Stored entries:
╭──

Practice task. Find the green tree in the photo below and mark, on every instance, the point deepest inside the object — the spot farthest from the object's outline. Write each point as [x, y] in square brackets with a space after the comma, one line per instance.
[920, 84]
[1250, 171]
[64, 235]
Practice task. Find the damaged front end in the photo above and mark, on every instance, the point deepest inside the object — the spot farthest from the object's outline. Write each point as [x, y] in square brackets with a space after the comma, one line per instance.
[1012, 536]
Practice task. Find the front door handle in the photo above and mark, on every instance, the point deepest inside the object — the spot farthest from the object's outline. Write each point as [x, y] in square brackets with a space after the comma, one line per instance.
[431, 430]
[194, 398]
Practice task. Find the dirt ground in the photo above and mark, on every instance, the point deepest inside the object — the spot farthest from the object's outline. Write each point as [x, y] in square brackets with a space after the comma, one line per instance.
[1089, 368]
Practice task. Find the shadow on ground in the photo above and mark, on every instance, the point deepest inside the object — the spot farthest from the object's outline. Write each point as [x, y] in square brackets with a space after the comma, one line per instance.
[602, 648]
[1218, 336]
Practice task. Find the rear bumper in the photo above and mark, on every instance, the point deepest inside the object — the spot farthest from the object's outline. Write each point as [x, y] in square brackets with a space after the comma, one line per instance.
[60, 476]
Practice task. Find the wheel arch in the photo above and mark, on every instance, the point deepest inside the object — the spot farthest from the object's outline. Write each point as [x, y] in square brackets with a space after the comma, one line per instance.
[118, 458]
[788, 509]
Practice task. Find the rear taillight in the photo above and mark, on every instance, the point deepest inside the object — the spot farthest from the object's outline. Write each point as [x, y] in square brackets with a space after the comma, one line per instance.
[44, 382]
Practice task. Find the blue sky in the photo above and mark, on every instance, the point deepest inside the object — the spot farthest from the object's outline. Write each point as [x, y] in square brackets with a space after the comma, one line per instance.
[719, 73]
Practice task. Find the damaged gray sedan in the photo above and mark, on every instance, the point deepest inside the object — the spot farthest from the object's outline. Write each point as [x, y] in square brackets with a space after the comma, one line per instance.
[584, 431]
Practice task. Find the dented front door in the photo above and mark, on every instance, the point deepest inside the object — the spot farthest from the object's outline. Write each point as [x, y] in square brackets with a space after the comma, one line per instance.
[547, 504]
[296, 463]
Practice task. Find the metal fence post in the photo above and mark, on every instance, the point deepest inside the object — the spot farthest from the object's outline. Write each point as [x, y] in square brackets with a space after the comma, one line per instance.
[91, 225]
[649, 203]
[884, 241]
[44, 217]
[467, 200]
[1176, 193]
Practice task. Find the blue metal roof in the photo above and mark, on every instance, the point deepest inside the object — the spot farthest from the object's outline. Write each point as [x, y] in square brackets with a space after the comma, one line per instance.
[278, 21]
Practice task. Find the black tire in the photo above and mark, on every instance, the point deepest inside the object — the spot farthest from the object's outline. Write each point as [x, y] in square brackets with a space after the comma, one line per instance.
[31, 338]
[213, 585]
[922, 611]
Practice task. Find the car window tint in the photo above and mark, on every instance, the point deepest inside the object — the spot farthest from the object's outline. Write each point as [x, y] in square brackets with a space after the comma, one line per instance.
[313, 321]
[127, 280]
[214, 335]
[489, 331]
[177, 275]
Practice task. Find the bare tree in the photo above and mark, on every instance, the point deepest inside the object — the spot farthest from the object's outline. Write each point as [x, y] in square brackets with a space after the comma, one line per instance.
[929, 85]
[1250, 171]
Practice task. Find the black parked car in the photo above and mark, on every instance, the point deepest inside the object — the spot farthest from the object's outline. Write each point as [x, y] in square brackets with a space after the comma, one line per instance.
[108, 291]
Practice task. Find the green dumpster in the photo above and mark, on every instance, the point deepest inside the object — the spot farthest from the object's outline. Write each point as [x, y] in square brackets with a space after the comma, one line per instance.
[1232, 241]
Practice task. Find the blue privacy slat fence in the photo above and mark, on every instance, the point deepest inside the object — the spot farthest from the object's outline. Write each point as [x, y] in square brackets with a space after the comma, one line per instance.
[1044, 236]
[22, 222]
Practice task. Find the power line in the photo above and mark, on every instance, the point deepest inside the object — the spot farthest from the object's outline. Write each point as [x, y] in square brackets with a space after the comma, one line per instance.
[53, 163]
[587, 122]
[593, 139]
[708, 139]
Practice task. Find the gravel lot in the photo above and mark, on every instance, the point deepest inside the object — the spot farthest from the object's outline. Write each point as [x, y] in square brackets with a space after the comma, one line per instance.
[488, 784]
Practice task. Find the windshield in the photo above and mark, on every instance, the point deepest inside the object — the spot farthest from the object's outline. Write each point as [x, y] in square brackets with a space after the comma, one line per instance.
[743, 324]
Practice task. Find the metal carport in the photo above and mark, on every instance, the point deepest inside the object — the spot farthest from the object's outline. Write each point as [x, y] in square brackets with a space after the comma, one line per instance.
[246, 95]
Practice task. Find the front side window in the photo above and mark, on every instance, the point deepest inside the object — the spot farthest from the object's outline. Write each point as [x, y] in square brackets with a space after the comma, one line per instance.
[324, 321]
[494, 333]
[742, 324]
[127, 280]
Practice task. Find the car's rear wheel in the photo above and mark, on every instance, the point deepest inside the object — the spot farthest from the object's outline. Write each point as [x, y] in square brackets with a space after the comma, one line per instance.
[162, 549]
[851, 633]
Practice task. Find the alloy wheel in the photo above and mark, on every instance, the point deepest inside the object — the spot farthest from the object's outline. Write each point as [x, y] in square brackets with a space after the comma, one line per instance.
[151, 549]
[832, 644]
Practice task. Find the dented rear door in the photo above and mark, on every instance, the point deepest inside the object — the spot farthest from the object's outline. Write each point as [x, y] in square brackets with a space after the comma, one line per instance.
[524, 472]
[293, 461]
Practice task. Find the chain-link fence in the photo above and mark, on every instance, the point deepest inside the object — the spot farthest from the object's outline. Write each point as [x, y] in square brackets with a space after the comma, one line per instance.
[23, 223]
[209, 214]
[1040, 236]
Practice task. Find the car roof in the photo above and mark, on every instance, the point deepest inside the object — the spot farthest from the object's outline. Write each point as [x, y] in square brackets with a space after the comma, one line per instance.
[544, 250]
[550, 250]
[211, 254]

╰──

§ CHALLENGE: Write out, word for word, everything from the line containing "Practice task. Find the front door" down to the line containing "[1089, 368]", including both of those lines.

§ SOLUTION FOR THIS TASK:
Practice task. Find the front door handle in the photo above and mark, on every instance, the point deepest inside the object — the spot farthest from the object's outline. Write each point as [x, y] in square brackets with a space after the comma, one line per instance.
[431, 430]
[194, 398]
Practice task. Find the dirt ground in the photo above and mark, on every instance, the point deepest inside the object — the spot farthest from the object's outline. Write each point as [x, y] in square brackets with a space after the comma, one line per instance.
[1089, 368]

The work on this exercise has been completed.